[Tâches à effectuer]
1. Recopiez fidèlement le passage de l’article sur la revue Noto qui commence par « On le sait, Noto » et se poursuit jusqu’à « par les abonnements. ».
2. Rédigez la suite de l’article sur la revue Noto, à partir de sa dernière phrase.

───── Extrait du document

Charles Juliet (Trouver la source, 1992) : « Voilà. J’ai nettoyé mon œil. Ce fut long, un immense travail. »
On le sait, Noto est une revue culturelle gratuite de grande qualité.
Publier le numéro 11 ne fut pas une évidence, mais quand la maison brûlait les contributeurs/donateurs affluèrent via une campagne de financement participatif visant à pérenniser la revue, notamment par les abonnements.
C’est fait, et bien fait, maintenant parlons du fond.
Ce qui donne à Noto toute sa tenue est la mise en relation constante de la sensation poétique de l’existence et de la pensée, quel que soit le sujet.
Dans son edito, « De cette façon – devenir, ouverture », Alexandre Curnier, qui a rassemblé autour de lui une équipe composée essentiellement d’écrivains et d’historiens de l’art, cite Yves Bonnefoy, dont la présence est perceptible tout au long de la revue, comme un arrière-pays.

──────────
───── Données

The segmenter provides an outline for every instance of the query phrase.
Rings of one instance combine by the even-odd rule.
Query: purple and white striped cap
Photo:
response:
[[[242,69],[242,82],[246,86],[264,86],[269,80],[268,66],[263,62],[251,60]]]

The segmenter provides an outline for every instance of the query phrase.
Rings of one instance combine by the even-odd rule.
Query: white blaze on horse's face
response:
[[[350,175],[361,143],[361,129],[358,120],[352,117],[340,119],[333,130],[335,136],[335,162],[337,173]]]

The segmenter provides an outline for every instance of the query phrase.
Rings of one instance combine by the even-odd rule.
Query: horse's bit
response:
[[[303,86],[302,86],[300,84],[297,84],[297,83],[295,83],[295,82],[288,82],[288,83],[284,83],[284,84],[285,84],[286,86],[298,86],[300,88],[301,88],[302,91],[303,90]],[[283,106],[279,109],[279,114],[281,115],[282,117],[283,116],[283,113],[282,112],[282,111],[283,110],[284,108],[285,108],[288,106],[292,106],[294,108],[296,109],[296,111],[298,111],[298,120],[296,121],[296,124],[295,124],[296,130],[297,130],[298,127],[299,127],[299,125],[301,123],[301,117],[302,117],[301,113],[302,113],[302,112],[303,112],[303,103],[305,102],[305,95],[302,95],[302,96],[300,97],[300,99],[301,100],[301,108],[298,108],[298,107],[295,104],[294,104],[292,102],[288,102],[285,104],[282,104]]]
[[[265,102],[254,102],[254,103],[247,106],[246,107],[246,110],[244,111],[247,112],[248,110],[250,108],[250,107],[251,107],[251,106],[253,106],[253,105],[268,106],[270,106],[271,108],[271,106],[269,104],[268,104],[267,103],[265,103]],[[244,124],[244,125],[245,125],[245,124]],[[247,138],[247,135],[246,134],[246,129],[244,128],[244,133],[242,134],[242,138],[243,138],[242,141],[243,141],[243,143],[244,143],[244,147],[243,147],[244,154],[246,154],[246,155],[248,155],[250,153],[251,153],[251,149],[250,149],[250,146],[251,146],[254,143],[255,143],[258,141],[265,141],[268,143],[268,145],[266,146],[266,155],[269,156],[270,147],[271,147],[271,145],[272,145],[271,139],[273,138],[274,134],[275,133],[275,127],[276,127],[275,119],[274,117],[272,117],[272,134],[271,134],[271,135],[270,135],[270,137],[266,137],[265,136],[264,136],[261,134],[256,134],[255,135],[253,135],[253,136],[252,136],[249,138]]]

──────────

[Réponses successives]
1.
On le sait, Noto est une revue culturelle gratuite de grande qualité.
Publier le numéro 11 ne fut pas une évidence, mais quand la maison brûlait les contributeurs/donateurs affluèrent via une campagne de financement participatif visant à pérenniser la revue, notamment par les abonnements.

2.
Denis Lavant, interrogé par Odile Lefranc, déclare plus loin : « La poésie est une disposition à être perméable à certaines émotions, à des choses qui se passent tous les jours : une lumière, un regard que l’on croise, quelque chose de fortuit. »
Noto, c’est toujours, dans une pagination inventive (qui précède qui est souvent une surprise) un grand entretien, ici avec le philosophe Jacques Rancière, pugnace, précis, scandaleusement démocrate : « Il est prétendu de postuler que celui qui regarde est l’ahuri, quand celui qui voit sait ce qui est caché. Cette traditionnelle valorisation du voir derrière remonte à Platon. Or, je valorise la puissance du regard, car il se fixe sur ce qui est en face, sur le visible, sans savoir par avance ce que ce visible montre, encore moins ce qu’il cache, ou ce qui l’explicite ou le fonde… Celui qui regarde est celui qui ne sait pas, qui cherche à savoir, à saisir la puissance à l’œuvre dans ce visible, qui essaye de voir comment prolonger cette puissance qui échappe à l’explicitation. »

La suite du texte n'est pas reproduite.